▶ [Requirements]: Extract every line of the data below that contains the string "dark". Case matters.

▶ [Collected data]:
*****
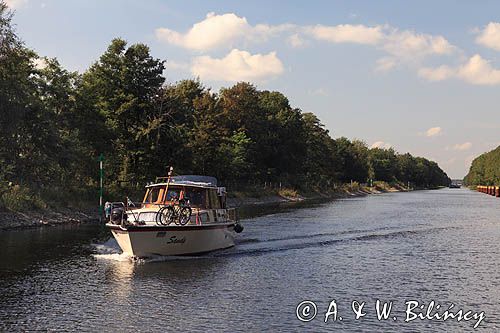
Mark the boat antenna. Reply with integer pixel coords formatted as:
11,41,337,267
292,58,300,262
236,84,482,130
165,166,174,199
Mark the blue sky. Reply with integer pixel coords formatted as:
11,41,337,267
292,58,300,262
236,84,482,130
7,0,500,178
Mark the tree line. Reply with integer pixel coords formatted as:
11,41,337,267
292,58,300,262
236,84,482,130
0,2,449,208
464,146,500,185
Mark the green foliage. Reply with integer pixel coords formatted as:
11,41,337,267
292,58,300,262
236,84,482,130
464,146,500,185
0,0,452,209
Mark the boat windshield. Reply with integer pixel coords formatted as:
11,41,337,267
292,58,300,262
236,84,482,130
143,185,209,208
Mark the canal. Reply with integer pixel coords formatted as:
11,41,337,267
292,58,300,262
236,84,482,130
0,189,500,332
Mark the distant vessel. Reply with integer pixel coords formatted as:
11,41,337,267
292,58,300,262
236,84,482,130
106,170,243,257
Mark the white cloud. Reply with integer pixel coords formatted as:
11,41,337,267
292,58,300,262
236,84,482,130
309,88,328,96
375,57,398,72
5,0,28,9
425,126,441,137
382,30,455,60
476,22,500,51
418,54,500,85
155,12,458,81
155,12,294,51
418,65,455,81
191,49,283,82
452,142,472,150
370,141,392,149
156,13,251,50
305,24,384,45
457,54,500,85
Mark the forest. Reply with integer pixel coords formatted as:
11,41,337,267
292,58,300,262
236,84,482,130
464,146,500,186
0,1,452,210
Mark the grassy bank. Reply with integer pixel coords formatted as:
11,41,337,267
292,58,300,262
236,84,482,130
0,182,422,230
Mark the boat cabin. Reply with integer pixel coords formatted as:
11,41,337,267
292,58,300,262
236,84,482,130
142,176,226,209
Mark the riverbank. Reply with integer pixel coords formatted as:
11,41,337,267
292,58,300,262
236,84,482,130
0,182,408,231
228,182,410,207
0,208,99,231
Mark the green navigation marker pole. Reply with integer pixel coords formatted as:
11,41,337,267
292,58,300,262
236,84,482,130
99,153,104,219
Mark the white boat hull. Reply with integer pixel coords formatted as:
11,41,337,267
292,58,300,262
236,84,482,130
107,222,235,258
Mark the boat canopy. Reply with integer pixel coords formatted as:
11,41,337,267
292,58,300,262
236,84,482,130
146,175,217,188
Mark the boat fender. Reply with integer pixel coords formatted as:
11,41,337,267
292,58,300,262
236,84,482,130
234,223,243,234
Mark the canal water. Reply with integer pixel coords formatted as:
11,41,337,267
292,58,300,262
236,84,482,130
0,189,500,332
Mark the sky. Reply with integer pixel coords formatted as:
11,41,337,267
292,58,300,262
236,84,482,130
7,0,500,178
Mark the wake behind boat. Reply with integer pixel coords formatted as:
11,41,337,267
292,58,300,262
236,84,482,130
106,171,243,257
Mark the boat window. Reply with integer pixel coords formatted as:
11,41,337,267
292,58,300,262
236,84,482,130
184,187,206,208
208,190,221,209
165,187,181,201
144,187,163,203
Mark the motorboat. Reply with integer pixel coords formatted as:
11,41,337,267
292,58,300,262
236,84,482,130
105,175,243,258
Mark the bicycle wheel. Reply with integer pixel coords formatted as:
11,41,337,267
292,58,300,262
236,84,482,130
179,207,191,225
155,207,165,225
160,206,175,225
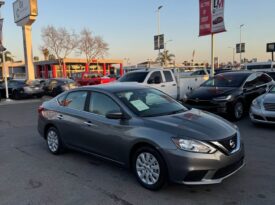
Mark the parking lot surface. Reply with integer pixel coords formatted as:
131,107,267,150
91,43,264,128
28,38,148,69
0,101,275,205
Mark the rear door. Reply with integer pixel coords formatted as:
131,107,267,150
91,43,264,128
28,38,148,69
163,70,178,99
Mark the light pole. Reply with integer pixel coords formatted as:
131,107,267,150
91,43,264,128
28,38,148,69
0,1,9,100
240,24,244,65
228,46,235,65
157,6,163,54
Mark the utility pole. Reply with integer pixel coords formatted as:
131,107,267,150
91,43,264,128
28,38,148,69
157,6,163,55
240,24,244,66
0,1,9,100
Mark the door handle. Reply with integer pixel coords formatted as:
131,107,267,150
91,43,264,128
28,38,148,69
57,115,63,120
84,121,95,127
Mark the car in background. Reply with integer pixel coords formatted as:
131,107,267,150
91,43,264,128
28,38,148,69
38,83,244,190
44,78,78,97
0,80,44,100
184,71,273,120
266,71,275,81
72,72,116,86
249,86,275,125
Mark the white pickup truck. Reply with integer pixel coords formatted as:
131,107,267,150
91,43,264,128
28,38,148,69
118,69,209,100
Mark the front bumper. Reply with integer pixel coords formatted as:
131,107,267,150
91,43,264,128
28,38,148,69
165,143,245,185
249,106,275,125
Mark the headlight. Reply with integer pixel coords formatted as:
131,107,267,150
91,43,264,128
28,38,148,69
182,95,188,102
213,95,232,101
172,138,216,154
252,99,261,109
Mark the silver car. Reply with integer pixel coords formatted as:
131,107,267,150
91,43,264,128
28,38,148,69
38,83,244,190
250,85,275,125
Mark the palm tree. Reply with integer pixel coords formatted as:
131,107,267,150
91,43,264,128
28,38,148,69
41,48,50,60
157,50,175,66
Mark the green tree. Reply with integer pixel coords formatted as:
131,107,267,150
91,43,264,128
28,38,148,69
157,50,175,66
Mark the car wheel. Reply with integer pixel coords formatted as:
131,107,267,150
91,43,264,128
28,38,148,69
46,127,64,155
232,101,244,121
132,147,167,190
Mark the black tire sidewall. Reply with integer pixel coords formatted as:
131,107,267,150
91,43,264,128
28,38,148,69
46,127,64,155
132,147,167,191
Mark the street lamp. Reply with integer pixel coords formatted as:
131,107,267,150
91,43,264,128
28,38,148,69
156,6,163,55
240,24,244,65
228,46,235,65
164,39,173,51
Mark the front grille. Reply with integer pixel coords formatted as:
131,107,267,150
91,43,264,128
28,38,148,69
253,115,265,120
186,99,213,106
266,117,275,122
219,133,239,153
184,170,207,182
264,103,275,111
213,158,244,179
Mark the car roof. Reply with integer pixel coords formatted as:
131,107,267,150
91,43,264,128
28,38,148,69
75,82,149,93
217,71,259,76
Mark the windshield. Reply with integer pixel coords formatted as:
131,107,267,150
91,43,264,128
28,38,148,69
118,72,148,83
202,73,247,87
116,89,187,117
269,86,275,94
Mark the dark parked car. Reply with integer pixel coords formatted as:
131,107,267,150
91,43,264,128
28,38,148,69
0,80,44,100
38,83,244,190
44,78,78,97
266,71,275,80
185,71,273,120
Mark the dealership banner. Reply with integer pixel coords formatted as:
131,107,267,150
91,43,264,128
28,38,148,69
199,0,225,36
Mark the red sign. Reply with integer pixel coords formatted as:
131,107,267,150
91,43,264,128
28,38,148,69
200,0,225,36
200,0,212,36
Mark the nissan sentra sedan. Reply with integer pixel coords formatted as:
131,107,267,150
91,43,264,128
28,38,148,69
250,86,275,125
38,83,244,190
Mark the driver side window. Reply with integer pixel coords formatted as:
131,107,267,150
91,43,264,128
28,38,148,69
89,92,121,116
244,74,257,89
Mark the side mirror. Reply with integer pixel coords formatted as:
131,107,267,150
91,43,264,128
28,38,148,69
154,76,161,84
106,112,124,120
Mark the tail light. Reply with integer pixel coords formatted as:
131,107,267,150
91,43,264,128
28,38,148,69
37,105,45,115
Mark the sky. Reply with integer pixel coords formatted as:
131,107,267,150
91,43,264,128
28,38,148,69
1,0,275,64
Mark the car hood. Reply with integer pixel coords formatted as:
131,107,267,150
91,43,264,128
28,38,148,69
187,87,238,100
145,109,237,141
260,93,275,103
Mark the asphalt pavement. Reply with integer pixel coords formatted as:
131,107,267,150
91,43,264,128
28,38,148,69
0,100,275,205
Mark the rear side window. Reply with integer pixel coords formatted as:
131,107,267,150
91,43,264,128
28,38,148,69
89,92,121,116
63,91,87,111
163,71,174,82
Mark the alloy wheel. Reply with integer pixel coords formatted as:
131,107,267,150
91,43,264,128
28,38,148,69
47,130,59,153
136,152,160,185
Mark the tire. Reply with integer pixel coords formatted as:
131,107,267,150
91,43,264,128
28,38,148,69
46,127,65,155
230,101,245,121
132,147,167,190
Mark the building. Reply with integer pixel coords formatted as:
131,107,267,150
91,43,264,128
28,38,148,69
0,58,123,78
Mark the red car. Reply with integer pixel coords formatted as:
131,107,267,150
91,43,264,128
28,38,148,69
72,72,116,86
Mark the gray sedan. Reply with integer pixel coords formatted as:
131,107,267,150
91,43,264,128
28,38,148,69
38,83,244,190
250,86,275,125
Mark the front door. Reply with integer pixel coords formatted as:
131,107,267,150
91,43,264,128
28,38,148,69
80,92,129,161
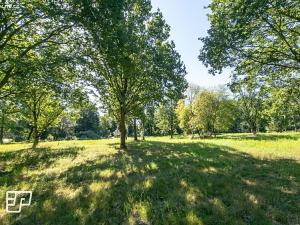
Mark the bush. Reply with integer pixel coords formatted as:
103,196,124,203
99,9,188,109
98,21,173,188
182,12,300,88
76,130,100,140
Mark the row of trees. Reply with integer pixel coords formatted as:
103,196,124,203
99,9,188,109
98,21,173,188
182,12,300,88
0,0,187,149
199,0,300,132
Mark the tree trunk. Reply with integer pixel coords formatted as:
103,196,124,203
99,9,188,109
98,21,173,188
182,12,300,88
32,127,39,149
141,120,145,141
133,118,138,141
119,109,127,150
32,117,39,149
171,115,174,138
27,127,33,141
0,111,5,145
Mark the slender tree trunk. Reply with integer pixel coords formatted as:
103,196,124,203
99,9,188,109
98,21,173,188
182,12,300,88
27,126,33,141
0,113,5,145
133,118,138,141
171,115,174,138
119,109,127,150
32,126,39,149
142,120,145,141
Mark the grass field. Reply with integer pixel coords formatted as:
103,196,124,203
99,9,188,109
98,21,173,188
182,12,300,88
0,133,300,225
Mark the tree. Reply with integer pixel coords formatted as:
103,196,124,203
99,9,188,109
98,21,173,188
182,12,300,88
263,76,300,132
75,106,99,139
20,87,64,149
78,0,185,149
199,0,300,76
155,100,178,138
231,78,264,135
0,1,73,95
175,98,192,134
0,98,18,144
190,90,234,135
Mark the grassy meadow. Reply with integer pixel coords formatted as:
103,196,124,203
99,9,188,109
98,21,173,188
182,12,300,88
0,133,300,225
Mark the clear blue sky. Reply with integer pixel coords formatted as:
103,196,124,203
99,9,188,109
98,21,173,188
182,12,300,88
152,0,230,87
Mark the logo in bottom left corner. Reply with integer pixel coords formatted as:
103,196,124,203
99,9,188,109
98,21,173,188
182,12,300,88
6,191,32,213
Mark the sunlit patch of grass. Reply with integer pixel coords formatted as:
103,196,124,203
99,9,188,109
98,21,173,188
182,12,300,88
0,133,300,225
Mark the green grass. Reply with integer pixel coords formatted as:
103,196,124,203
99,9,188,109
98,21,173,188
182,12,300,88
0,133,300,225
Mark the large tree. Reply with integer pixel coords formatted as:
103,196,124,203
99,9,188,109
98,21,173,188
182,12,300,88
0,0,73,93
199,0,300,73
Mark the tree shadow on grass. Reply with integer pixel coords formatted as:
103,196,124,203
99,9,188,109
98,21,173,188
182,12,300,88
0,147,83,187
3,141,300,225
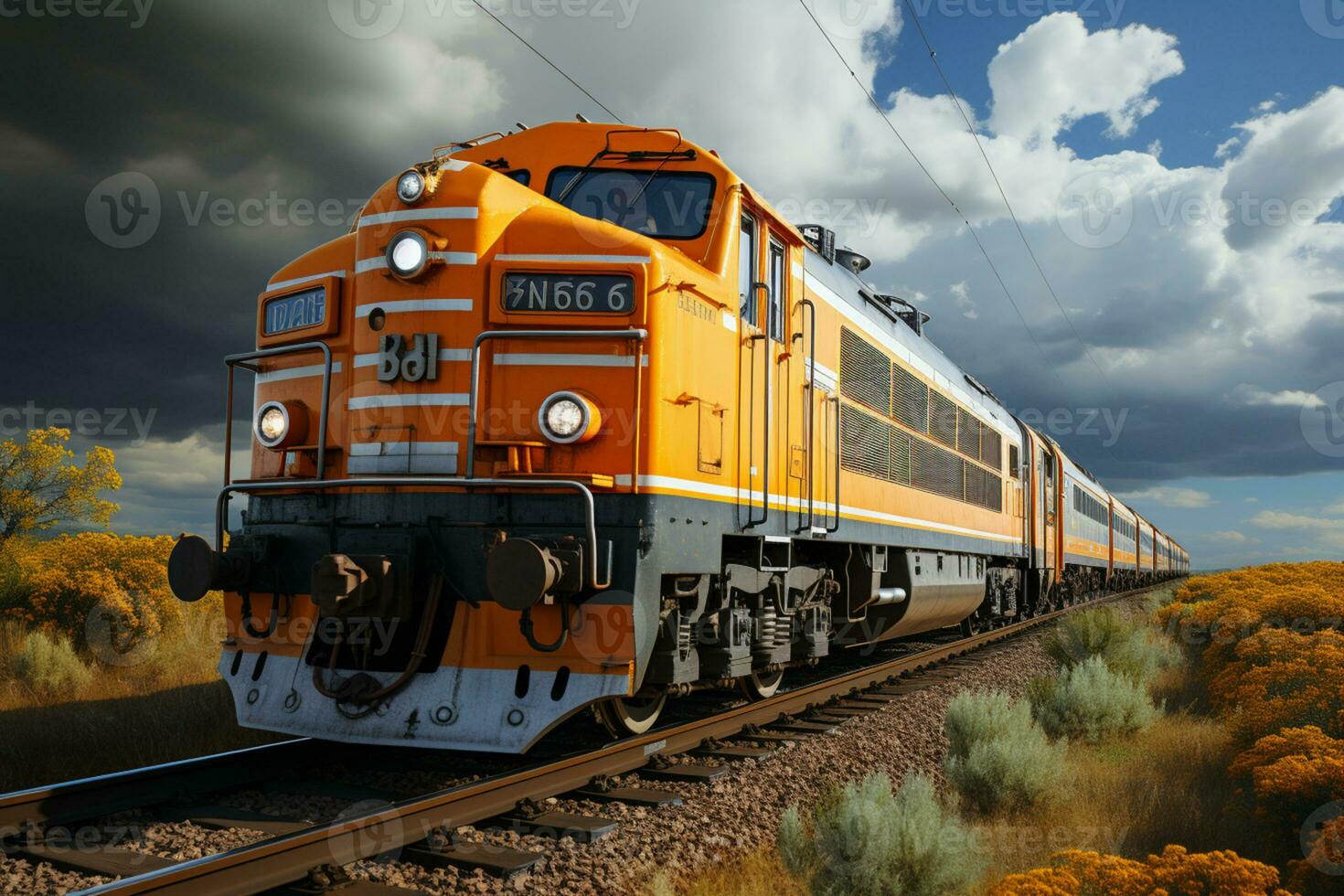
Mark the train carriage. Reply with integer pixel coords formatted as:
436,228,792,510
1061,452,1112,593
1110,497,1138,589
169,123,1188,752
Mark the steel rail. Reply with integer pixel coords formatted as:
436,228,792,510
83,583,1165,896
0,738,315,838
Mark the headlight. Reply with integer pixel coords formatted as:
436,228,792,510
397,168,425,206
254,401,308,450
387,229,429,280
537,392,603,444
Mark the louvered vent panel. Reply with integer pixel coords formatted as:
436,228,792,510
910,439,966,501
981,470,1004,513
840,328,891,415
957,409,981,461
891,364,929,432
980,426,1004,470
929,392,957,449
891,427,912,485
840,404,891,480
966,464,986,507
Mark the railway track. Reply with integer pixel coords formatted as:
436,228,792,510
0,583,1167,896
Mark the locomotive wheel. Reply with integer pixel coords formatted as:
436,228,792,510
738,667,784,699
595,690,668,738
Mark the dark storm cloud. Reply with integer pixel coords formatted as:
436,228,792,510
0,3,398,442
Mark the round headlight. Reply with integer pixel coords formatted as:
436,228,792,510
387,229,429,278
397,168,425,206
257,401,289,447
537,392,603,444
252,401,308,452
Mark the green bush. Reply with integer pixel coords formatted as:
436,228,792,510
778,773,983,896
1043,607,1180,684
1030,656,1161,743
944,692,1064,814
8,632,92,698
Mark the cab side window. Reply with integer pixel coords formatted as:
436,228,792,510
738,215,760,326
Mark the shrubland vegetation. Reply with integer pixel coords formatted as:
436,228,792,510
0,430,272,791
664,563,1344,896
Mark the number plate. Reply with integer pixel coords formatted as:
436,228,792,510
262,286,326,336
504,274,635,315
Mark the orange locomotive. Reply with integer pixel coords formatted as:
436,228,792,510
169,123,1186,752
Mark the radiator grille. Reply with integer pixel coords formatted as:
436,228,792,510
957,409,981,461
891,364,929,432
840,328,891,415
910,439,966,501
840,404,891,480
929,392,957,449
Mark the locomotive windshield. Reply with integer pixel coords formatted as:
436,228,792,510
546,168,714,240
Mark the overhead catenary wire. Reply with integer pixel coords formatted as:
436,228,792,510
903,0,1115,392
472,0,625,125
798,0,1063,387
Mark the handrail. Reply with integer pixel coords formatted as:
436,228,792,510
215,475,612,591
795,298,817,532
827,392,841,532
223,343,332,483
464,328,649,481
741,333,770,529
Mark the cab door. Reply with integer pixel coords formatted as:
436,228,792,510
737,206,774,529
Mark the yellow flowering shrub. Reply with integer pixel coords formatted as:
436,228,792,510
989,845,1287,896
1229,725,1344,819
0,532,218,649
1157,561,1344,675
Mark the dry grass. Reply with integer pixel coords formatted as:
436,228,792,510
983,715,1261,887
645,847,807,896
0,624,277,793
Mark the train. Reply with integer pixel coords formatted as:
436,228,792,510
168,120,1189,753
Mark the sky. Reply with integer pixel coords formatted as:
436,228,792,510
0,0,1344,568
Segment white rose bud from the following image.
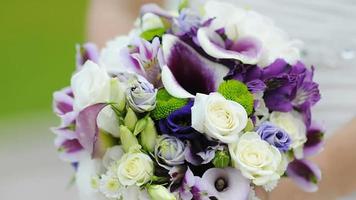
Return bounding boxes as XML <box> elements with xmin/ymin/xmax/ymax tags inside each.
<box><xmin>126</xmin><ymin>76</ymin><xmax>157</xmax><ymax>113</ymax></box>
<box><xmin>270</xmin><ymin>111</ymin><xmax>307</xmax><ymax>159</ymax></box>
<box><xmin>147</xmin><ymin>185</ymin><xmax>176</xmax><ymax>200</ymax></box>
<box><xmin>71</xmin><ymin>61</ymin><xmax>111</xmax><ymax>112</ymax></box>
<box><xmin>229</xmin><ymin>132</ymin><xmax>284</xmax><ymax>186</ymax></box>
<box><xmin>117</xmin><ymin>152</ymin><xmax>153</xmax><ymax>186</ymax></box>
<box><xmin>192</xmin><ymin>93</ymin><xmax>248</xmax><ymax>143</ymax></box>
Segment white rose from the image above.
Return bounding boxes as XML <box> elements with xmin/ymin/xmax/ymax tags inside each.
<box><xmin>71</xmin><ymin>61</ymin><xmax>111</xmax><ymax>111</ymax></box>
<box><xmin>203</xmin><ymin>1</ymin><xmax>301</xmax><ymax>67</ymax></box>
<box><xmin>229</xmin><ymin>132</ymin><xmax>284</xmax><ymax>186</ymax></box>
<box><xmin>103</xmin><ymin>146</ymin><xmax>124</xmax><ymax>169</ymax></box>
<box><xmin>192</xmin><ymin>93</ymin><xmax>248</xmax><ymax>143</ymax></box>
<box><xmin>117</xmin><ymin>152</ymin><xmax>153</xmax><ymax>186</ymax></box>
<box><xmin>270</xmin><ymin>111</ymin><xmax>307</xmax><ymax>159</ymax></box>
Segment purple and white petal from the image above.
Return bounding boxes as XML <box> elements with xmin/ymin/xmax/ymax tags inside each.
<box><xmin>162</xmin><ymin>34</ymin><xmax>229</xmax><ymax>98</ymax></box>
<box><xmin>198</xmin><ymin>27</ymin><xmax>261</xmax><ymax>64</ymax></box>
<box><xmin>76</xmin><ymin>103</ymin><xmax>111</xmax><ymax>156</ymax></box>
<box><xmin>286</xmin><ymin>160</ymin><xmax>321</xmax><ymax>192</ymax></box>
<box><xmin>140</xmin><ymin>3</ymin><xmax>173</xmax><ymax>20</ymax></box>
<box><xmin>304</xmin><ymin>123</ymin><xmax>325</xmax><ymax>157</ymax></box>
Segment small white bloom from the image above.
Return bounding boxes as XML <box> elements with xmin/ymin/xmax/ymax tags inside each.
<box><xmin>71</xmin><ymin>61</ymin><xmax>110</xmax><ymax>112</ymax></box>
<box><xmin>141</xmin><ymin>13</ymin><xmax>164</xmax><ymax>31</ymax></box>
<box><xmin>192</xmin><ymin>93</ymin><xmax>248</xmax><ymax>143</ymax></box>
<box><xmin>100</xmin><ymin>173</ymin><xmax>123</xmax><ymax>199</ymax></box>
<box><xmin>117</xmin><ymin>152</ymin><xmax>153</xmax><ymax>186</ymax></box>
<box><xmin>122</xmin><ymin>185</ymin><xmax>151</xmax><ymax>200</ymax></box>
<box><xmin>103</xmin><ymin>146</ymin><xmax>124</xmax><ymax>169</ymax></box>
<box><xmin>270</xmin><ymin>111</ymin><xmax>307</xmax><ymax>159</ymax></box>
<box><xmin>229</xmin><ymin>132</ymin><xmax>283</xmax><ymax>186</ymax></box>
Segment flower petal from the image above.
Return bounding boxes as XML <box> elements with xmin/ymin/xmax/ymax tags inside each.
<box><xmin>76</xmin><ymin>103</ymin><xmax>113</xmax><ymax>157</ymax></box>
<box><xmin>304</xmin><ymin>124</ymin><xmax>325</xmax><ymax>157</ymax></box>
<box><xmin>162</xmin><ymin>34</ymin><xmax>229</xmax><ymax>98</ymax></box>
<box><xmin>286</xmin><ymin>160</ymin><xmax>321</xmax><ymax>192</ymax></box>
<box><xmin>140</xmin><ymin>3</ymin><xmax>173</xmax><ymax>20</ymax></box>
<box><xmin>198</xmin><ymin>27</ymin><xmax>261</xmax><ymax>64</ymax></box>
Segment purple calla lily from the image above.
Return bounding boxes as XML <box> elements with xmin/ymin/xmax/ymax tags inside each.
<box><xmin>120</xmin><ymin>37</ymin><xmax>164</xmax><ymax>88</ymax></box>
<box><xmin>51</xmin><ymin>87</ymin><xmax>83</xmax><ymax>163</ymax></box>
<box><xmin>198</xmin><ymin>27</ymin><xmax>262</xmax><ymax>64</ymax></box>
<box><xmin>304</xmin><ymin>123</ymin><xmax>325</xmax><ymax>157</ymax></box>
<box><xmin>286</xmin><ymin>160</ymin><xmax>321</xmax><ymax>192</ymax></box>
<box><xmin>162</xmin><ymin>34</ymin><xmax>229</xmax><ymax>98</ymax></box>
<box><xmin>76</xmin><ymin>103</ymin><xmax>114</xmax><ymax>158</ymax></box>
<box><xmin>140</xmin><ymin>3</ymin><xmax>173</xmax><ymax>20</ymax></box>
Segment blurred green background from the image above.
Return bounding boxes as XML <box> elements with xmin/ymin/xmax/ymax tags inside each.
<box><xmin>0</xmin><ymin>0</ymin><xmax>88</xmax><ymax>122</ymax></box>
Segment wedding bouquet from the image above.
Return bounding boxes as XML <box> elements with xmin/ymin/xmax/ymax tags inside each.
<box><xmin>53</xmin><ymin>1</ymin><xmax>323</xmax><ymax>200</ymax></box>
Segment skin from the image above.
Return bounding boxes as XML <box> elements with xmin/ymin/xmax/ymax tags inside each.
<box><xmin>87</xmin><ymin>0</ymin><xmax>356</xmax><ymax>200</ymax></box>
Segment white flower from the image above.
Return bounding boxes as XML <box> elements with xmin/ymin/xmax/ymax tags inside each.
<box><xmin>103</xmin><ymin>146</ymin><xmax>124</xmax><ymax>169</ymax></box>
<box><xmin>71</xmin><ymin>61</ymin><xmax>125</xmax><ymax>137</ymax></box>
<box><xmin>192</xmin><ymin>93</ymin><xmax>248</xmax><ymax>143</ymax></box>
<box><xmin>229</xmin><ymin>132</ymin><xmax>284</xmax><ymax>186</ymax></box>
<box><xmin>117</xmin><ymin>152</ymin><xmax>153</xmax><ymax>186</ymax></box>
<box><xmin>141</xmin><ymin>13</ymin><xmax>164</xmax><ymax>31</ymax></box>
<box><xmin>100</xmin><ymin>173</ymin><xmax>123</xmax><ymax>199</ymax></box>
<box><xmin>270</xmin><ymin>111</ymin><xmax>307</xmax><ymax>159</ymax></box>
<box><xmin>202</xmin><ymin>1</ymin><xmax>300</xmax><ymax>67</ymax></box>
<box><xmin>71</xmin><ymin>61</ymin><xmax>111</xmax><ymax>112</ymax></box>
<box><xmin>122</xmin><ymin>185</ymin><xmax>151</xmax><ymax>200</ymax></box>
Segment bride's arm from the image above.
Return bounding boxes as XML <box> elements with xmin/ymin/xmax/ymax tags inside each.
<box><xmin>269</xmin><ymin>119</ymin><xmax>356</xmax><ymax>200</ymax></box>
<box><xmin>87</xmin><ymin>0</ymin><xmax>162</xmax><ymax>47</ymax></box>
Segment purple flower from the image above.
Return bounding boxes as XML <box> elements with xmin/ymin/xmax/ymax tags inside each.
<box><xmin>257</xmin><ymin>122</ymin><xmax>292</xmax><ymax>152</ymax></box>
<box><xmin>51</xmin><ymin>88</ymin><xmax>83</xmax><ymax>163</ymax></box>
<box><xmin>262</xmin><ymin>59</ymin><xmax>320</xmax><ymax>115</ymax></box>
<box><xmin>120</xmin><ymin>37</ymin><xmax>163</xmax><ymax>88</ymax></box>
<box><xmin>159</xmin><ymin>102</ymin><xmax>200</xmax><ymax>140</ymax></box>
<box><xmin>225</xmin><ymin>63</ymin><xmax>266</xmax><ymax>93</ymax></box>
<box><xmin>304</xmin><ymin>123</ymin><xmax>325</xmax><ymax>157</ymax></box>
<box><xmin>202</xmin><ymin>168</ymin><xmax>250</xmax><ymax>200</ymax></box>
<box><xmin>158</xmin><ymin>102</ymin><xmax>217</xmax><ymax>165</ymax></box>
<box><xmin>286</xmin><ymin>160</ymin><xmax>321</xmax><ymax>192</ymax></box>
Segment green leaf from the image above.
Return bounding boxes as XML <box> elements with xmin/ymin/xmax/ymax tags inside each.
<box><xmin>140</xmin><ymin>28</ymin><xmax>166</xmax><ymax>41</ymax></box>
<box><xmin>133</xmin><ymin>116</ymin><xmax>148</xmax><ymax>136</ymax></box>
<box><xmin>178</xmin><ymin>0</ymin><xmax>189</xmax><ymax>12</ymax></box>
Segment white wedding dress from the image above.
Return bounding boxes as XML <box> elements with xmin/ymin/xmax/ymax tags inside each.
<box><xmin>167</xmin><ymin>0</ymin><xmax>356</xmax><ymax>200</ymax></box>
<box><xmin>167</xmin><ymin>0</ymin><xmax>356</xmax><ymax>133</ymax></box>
*****
▶ [Answer to this task]:
Mark the dark parked car. Reply with integer pixel coords formatted as:
Mark the dark storm cloud. Reply with integer pixel coords formatted as:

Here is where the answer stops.